***** DATA IN THIS EXERCISE
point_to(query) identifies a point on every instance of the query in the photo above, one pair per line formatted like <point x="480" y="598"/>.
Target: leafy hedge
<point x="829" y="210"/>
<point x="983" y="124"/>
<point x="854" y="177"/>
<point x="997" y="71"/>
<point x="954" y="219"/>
**********
**YOUR GOAL:**
Only the data above, repeated exactly, should make up the reply.

**EXERCISE SOLUTION:**
point_to(query) identifies a point on every instance of the query in the photo above, one pair per line formatted like <point x="480" y="598"/>.
Target: leafy hedge
<point x="829" y="210"/>
<point x="983" y="124"/>
<point x="854" y="177"/>
<point x="997" y="71"/>
<point x="954" y="219"/>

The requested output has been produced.